[EXERCISE DETAILS]
Pick out every line in the items that contains the string "slope" and copy each one.

Begin SUPPLIED DATA

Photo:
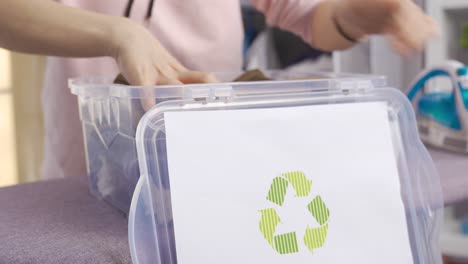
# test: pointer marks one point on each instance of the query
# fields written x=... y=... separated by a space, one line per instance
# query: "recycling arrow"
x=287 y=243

End SUPPLIED DATA
Begin SUPPLIED DATA

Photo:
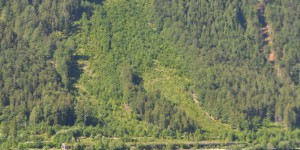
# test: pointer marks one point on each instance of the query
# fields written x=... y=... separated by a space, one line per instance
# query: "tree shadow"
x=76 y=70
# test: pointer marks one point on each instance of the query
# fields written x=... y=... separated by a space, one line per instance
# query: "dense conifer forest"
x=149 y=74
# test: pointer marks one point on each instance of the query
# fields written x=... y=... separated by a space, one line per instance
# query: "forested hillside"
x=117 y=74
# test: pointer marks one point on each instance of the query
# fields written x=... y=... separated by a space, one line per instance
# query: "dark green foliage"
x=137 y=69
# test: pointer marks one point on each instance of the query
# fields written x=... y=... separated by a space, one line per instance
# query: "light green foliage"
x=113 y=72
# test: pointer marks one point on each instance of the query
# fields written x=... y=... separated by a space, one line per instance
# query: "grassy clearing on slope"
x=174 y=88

End SUPPLIED DATA
Begin SUPPLIED DATA

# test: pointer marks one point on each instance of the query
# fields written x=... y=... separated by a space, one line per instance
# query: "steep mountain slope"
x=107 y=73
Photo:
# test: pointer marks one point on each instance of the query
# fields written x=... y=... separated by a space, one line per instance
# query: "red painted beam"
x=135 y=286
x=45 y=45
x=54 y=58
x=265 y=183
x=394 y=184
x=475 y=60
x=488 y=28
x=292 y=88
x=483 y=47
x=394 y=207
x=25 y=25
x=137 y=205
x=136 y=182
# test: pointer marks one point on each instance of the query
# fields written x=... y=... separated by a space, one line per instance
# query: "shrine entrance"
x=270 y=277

End SUPPLIED DATA

[TASK SOLUTION]
# query: "grassy clearing on slope"
# query: "steep mountain slope"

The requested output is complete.